**GOAL OF THE EXERCISE**. Update each of the records by swapping "rocky mountain peak" for "jagged summit" and leaving everything else untouched.

-- start --

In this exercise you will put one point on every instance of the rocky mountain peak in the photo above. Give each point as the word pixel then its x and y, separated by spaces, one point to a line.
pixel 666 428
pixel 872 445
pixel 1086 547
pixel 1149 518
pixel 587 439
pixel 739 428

-- end --

**THE RESPONSE**.
In this exercise you will put one point on every instance of the jagged summit in the photo above. Give each point as the word pixel then its x and y, separated by spaces, one point to a line.
pixel 666 428
pixel 872 445
pixel 1086 547
pixel 1149 518
pixel 587 439
pixel 739 428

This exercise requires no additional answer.